Task: Rewrite the lines from the one that has "Every instance of the tan" through the last line, swapping "work boot" for "leather boot" and leaving everything else unchanged.

========

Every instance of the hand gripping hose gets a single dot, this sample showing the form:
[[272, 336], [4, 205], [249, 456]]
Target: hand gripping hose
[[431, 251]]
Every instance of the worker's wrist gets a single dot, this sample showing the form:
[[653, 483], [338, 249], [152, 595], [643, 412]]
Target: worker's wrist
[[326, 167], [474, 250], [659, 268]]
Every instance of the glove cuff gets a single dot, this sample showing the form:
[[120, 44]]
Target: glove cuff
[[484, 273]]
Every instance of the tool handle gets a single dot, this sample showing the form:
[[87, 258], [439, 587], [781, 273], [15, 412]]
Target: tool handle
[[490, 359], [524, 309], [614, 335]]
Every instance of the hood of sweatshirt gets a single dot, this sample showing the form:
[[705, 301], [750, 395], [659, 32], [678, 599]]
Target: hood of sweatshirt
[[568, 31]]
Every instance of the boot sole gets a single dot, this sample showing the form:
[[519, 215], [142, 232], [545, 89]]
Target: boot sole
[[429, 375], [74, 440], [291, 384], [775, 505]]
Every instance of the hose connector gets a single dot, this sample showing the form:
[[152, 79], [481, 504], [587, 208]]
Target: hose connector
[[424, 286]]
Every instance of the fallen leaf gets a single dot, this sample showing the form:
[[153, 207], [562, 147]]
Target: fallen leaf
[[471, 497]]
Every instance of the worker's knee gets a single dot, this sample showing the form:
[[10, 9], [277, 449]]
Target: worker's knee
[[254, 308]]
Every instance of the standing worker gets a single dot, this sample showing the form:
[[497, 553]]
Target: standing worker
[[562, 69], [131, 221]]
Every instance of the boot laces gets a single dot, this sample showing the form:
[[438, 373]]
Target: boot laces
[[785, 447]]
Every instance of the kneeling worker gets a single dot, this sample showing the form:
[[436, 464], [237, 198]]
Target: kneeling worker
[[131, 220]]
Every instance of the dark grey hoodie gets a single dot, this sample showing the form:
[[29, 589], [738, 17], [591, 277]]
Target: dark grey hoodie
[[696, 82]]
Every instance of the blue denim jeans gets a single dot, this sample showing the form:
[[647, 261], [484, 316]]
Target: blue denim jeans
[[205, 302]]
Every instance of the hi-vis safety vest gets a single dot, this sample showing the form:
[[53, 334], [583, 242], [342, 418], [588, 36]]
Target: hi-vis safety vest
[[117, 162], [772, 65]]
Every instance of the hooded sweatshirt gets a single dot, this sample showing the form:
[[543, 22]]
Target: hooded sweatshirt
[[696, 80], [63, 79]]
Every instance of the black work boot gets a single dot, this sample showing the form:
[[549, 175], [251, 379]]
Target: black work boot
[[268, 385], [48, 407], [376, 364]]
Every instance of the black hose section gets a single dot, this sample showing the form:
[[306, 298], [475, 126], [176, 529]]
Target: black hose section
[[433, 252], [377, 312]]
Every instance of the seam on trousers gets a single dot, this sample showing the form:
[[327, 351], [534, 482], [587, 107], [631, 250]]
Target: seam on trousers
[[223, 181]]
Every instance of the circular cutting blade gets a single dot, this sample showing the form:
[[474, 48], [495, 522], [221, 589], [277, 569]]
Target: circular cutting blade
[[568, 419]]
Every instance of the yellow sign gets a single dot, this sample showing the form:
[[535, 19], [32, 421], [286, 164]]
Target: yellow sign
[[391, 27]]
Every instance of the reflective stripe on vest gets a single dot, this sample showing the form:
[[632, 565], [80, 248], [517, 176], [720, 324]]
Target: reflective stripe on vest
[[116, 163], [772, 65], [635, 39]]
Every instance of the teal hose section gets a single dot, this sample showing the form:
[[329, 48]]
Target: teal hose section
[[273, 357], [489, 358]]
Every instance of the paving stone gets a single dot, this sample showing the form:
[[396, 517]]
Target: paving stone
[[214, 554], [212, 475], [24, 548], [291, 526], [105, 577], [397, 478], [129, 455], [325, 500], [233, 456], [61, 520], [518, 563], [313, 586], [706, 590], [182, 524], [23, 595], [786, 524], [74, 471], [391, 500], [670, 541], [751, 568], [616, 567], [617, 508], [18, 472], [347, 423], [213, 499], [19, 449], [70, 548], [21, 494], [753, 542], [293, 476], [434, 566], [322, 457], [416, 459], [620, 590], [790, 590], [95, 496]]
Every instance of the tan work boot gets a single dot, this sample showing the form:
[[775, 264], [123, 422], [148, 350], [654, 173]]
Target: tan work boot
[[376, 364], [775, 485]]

========

Exercise solution:
Every instance of the tan leather boot gets a single dot, this sample showing the form:
[[775, 264], [123, 422], [148, 350], [654, 173]]
Target: tan leather boot
[[376, 364], [775, 485]]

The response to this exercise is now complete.